Natural language region descriptions:
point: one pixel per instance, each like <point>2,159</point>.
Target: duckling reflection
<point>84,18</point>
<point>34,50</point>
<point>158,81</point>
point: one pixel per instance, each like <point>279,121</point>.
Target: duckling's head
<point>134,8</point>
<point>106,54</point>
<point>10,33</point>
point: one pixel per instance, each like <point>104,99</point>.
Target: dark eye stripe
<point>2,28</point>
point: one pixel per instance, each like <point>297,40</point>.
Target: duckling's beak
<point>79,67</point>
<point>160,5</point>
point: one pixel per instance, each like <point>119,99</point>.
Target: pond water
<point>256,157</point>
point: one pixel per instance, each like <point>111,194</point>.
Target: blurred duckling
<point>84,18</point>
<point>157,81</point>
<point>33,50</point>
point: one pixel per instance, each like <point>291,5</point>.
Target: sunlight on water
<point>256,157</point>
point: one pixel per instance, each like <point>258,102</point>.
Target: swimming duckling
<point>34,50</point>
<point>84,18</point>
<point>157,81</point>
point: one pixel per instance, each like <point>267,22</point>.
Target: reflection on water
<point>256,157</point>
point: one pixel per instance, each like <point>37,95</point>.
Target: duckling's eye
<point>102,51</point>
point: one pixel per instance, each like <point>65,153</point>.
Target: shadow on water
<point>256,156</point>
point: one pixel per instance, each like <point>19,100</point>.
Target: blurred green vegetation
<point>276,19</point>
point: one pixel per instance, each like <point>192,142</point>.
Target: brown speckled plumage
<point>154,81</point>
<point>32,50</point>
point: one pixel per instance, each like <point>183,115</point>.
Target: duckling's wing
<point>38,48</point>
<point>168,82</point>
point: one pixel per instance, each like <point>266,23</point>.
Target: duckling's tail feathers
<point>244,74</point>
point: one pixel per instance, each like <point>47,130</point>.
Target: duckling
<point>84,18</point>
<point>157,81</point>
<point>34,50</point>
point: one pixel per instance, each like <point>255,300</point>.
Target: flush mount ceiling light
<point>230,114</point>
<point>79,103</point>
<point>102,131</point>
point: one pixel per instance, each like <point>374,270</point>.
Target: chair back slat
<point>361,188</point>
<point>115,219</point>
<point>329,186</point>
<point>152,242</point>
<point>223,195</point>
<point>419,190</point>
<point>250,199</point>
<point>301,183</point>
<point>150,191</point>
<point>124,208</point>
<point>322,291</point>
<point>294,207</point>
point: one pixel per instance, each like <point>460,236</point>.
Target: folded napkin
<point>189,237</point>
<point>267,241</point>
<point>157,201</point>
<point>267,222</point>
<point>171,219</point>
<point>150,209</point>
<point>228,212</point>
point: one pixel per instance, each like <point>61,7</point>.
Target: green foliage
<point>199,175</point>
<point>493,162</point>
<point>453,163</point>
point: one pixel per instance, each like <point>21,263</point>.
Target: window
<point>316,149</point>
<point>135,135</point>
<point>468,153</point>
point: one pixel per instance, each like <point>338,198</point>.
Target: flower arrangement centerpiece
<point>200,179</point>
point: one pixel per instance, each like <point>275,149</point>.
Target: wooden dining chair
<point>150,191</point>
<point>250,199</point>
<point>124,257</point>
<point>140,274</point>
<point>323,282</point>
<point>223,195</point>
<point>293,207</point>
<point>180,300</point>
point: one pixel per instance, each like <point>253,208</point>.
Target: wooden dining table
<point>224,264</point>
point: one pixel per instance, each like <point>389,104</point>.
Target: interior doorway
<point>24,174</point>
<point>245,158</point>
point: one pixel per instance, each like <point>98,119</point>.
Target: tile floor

**Exercise objective**
Please copy only the lines between the first line of the entries and the line with "point: one pixel per instance, each like <point>104,99</point>.", keeping those two end lines as well, exactly as written.

**Solution for this task**
point: one pixel per instance, each like <point>2,159</point>.
Target: duckling reflection
<point>84,18</point>
<point>34,50</point>
<point>158,81</point>
point: one pixel per instance, each like <point>279,121</point>.
Target: duckling's head
<point>134,8</point>
<point>106,54</point>
<point>10,33</point>
point: one pixel per instance, each like <point>104,99</point>.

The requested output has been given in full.